(Registros de identificação de posição)

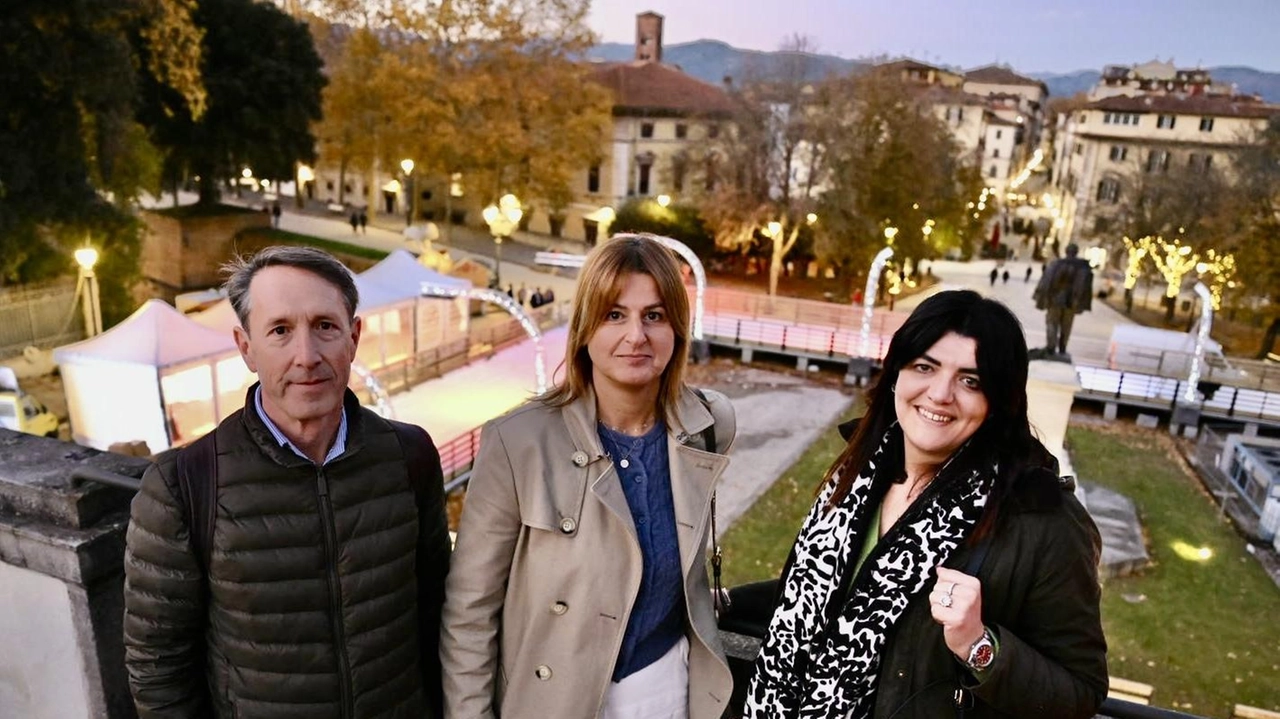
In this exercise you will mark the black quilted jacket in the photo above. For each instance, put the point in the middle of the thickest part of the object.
(324, 587)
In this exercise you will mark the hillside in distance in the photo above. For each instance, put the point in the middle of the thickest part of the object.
(712, 60)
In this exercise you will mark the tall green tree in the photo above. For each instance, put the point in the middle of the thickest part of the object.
(763, 172)
(487, 88)
(263, 78)
(73, 152)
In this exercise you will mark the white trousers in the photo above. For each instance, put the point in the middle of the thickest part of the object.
(658, 691)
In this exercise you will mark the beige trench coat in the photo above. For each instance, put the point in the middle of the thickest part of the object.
(548, 564)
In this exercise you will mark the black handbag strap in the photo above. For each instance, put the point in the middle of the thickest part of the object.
(720, 598)
(197, 493)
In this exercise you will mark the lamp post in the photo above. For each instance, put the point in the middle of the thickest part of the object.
(407, 166)
(86, 257)
(502, 219)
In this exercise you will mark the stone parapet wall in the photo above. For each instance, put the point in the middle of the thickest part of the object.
(182, 253)
(62, 580)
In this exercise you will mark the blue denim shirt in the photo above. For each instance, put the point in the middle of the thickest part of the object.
(657, 618)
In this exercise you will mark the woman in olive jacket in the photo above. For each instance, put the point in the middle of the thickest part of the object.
(579, 582)
(942, 571)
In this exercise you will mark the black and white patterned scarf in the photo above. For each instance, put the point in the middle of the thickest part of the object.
(810, 667)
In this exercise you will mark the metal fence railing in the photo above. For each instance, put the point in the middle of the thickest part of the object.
(1157, 392)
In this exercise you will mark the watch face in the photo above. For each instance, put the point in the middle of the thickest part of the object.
(982, 655)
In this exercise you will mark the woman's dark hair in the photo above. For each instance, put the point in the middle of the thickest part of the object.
(1004, 438)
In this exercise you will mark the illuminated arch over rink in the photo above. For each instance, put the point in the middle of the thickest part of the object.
(512, 307)
(562, 260)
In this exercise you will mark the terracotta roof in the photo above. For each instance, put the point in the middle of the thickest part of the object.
(909, 64)
(1208, 105)
(940, 95)
(1000, 74)
(654, 88)
(993, 119)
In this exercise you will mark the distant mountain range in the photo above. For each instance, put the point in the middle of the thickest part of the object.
(712, 60)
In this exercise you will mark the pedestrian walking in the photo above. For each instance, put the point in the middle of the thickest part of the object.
(1064, 291)
(292, 562)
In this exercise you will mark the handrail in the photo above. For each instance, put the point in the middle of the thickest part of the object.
(1120, 709)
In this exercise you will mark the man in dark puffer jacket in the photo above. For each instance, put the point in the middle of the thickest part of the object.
(325, 571)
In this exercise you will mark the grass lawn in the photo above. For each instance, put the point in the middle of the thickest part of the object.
(272, 236)
(1203, 632)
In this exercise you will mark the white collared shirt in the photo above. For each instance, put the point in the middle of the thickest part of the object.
(339, 443)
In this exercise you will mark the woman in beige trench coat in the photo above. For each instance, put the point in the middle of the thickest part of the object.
(568, 596)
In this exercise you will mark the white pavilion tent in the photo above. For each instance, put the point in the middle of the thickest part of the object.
(158, 376)
(398, 320)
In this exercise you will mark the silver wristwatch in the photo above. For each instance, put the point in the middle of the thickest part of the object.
(982, 653)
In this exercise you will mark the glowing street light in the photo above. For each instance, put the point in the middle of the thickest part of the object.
(407, 168)
(87, 257)
(502, 219)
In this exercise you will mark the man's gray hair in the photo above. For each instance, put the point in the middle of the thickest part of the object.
(241, 270)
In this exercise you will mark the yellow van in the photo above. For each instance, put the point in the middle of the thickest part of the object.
(21, 411)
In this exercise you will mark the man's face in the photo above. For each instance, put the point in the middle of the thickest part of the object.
(301, 343)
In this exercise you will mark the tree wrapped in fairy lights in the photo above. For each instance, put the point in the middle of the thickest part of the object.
(1173, 260)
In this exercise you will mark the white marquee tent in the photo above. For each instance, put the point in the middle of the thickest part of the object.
(398, 321)
(158, 376)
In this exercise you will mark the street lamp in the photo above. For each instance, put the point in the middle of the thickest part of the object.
(86, 257)
(502, 219)
(407, 166)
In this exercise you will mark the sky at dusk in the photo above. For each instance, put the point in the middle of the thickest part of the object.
(1029, 35)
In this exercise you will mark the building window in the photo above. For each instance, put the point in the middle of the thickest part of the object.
(1109, 191)
(1200, 161)
(1157, 160)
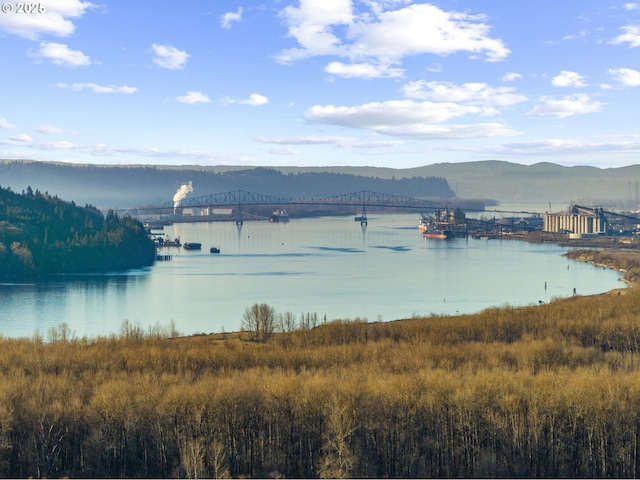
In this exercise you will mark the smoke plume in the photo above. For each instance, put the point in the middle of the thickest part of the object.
(184, 190)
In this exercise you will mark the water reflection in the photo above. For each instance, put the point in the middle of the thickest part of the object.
(329, 266)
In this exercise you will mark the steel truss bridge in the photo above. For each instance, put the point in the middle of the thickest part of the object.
(363, 198)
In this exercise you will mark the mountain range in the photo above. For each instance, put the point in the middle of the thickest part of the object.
(507, 183)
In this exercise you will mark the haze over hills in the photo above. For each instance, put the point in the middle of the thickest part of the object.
(508, 183)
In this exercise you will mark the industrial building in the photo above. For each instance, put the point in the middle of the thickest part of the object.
(579, 221)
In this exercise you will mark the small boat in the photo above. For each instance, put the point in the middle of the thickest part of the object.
(168, 242)
(279, 216)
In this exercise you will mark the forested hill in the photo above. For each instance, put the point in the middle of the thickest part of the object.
(131, 186)
(41, 234)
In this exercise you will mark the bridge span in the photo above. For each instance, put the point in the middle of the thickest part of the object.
(363, 199)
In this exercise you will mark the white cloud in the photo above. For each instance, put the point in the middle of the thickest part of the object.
(631, 36)
(363, 70)
(281, 151)
(510, 77)
(4, 124)
(193, 97)
(255, 100)
(311, 24)
(468, 93)
(169, 57)
(22, 138)
(56, 19)
(626, 76)
(50, 130)
(228, 18)
(76, 87)
(347, 142)
(568, 79)
(61, 54)
(565, 107)
(407, 118)
(384, 36)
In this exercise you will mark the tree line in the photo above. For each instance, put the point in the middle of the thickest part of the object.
(545, 391)
(41, 234)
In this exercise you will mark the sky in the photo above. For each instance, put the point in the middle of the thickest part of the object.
(389, 83)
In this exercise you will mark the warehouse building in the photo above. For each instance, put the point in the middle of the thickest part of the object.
(579, 221)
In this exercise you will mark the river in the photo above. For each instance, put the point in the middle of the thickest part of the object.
(329, 266)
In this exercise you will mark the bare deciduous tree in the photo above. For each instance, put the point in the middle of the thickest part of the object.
(260, 321)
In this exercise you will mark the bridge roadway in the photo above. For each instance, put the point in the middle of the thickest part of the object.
(363, 198)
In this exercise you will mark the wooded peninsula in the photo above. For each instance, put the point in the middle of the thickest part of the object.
(543, 391)
(41, 234)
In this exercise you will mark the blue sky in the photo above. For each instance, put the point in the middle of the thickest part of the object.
(387, 83)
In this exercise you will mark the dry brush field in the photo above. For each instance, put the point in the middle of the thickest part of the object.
(545, 391)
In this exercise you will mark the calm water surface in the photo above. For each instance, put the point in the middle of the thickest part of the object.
(330, 266)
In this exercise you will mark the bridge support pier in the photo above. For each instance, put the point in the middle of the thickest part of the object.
(363, 217)
(239, 221)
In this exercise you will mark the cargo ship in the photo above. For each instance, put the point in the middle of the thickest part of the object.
(279, 216)
(443, 225)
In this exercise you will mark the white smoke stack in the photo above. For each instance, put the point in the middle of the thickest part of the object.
(184, 190)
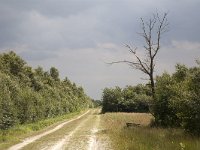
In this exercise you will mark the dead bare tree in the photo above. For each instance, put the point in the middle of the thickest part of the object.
(152, 31)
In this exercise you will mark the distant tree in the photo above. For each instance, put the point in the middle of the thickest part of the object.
(54, 73)
(152, 31)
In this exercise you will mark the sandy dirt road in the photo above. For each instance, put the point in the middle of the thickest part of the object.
(80, 133)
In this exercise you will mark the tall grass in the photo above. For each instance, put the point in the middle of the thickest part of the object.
(15, 134)
(144, 137)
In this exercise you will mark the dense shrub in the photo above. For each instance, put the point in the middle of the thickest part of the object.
(28, 95)
(129, 99)
(178, 99)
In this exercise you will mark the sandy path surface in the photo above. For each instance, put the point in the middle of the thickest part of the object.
(80, 133)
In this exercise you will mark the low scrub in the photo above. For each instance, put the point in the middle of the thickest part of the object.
(144, 137)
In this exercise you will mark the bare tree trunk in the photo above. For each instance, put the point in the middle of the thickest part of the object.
(152, 31)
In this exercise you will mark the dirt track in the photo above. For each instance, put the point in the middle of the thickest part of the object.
(80, 133)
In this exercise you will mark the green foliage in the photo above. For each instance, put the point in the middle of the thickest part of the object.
(129, 99)
(178, 99)
(28, 95)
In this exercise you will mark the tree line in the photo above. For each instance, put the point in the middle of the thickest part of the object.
(129, 99)
(28, 95)
(176, 102)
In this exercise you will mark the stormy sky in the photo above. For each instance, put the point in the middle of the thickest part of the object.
(79, 36)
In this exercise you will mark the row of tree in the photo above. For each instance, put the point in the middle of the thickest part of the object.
(176, 102)
(28, 95)
(129, 99)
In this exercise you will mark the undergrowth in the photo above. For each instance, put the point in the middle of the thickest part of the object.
(145, 137)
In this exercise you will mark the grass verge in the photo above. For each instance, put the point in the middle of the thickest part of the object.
(144, 137)
(17, 133)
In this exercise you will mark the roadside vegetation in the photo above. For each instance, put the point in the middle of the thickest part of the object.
(176, 103)
(17, 133)
(144, 137)
(30, 95)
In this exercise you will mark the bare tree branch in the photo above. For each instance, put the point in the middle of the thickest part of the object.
(152, 31)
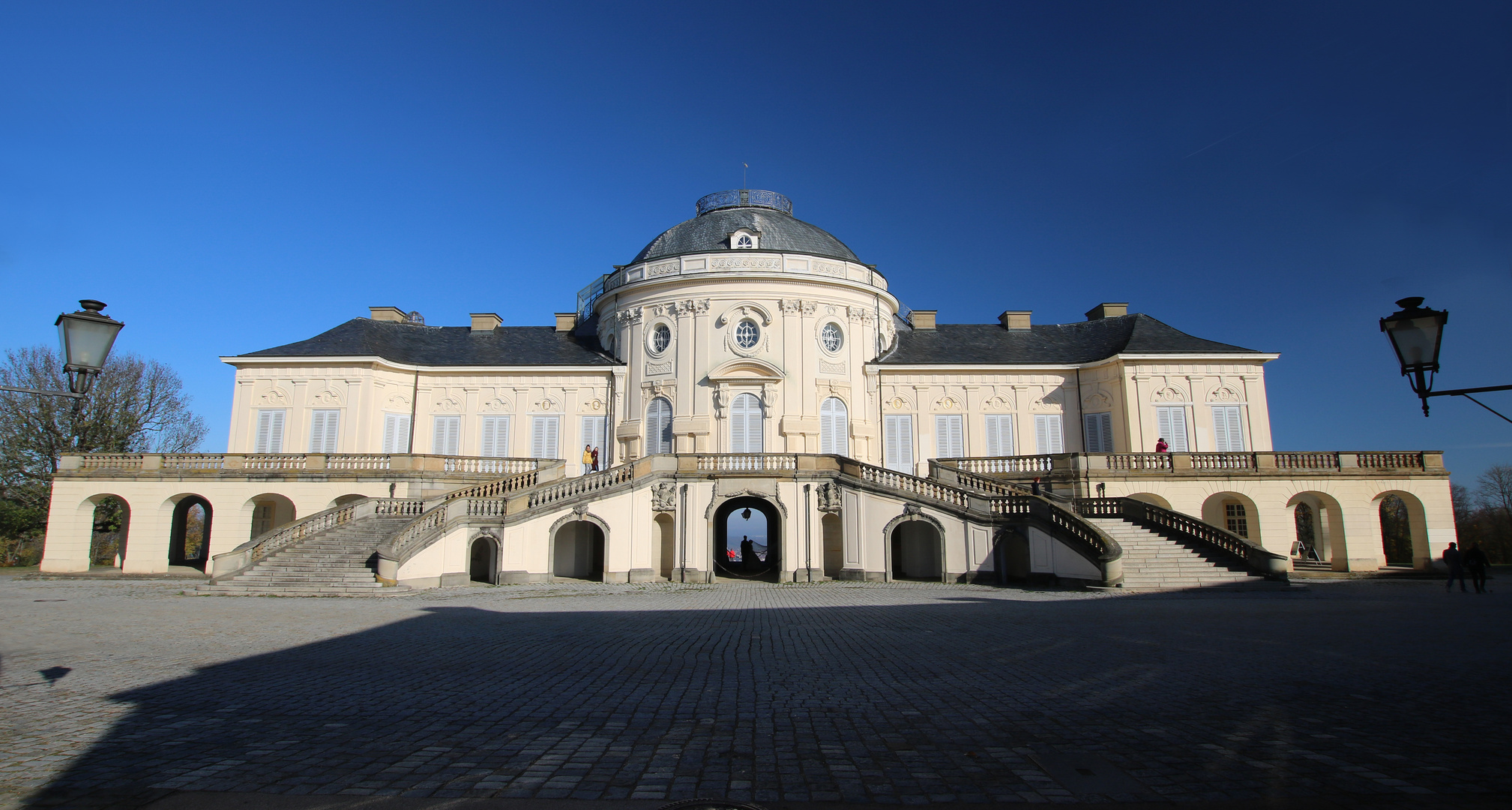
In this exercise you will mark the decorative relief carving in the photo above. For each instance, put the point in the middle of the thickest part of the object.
(747, 262)
(664, 497)
(829, 497)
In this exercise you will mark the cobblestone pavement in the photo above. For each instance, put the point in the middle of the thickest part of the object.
(1366, 692)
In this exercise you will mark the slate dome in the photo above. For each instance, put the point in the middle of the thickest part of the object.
(767, 212)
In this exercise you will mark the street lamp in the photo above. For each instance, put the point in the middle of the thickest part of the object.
(86, 338)
(1415, 334)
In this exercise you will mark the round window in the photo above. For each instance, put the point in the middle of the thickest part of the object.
(747, 334)
(832, 338)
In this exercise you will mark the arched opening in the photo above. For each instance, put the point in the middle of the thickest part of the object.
(834, 545)
(834, 428)
(483, 560)
(190, 538)
(270, 511)
(917, 551)
(109, 523)
(1403, 530)
(666, 545)
(658, 428)
(746, 424)
(578, 551)
(747, 539)
(1151, 499)
(1232, 512)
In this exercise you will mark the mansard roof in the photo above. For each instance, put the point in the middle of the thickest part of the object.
(450, 346)
(1080, 343)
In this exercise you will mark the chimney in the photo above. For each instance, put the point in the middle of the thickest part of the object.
(1109, 309)
(1015, 318)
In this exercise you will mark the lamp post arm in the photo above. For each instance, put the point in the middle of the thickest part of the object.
(70, 394)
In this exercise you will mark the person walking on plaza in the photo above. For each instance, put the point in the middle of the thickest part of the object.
(1455, 560)
(1476, 562)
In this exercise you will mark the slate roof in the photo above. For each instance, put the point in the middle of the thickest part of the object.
(777, 230)
(1077, 343)
(451, 346)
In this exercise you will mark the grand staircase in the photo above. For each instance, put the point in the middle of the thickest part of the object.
(1151, 560)
(327, 563)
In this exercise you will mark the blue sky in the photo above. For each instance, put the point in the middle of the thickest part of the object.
(232, 178)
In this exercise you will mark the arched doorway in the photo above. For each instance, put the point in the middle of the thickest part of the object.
(190, 538)
(747, 539)
(109, 520)
(483, 560)
(917, 551)
(578, 551)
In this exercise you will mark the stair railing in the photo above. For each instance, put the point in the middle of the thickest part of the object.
(1187, 529)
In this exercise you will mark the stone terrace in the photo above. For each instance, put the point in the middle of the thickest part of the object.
(1361, 694)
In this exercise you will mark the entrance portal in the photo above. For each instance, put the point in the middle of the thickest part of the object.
(917, 551)
(747, 539)
(578, 553)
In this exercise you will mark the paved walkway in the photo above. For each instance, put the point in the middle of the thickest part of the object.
(1366, 692)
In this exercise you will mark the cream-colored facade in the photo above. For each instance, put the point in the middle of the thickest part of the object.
(749, 358)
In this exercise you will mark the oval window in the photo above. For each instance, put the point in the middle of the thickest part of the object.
(832, 338)
(747, 334)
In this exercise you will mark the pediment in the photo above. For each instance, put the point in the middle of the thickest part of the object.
(746, 370)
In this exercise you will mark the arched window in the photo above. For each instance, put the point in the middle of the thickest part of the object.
(834, 428)
(746, 429)
(658, 426)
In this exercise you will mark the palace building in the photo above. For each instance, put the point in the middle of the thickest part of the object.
(761, 406)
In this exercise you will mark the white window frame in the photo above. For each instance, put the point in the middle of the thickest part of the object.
(270, 430)
(658, 426)
(950, 436)
(495, 440)
(1171, 422)
(999, 429)
(834, 428)
(546, 436)
(1100, 432)
(447, 435)
(1228, 429)
(1049, 434)
(397, 434)
(899, 442)
(325, 428)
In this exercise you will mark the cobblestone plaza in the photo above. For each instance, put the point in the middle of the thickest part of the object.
(1361, 692)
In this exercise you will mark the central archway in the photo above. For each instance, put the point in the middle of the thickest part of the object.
(747, 547)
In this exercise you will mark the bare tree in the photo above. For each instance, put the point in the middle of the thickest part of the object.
(136, 406)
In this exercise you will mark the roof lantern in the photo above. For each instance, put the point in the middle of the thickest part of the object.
(744, 197)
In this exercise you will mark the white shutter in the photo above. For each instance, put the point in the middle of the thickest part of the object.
(834, 428)
(324, 429)
(495, 436)
(1226, 429)
(1100, 432)
(270, 432)
(1048, 434)
(1000, 434)
(899, 442)
(948, 436)
(1172, 428)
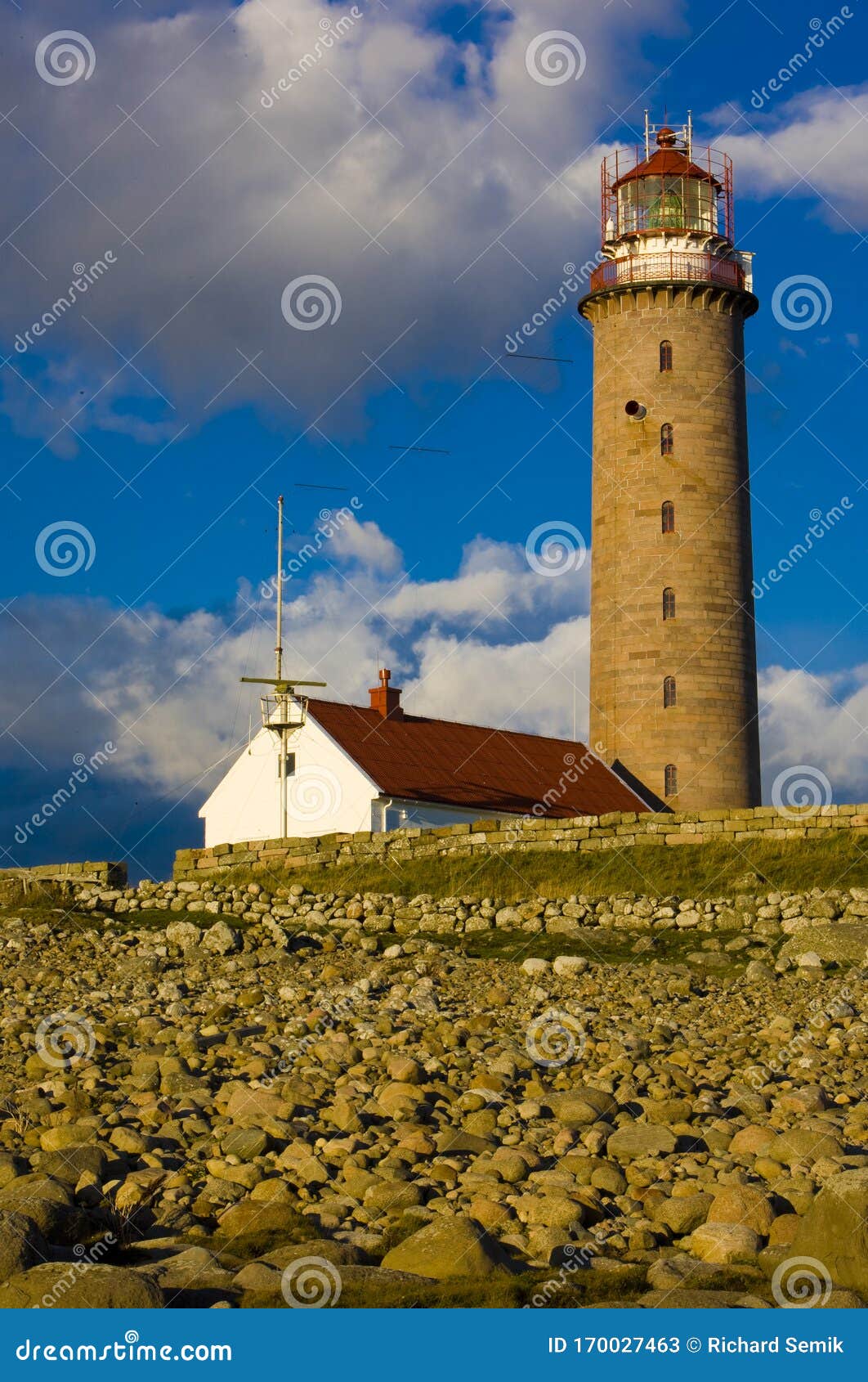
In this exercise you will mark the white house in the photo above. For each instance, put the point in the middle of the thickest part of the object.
(375, 769)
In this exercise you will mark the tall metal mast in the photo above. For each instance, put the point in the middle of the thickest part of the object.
(282, 712)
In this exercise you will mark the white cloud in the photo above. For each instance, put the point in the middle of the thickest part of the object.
(813, 144)
(436, 146)
(818, 720)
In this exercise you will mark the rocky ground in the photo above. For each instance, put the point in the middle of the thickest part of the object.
(292, 1103)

(Instrução): Transcreva sem nenhuma alteração as linhas entre a que contém "In this exercise you will mark the person" e a que contém "(1187, 529)", inclusive.

(Resposta):
In this exercise you will mark the person walking on plaza in the photo above. For each instance, put the point in the middle of the thickest part of the object.
(1455, 560)
(1476, 562)
In this exercise you will mark the slate roof in the photo above. For each instance, put the point in the middle of the thickest part of the object.
(777, 230)
(1077, 343)
(451, 346)
In this exercise you will mark the grand staircase in the photo above. For each instance, put the point in the middle of the thickest part of the object.
(1151, 560)
(327, 563)
In this exercise you will mark the blue sky in the photo above. For each instance, put the point in the middle of the thickest part of the object.
(232, 178)
In this exercise you will mark the arched doorway in the photo above. For each instance, put the point in the middle of the thickest part of the object.
(190, 538)
(747, 539)
(109, 520)
(483, 560)
(917, 551)
(578, 551)
In this exercise you will mark the stair railing in the photo above. For each instance, put the point in the middle of the thickest part of the object.
(1187, 529)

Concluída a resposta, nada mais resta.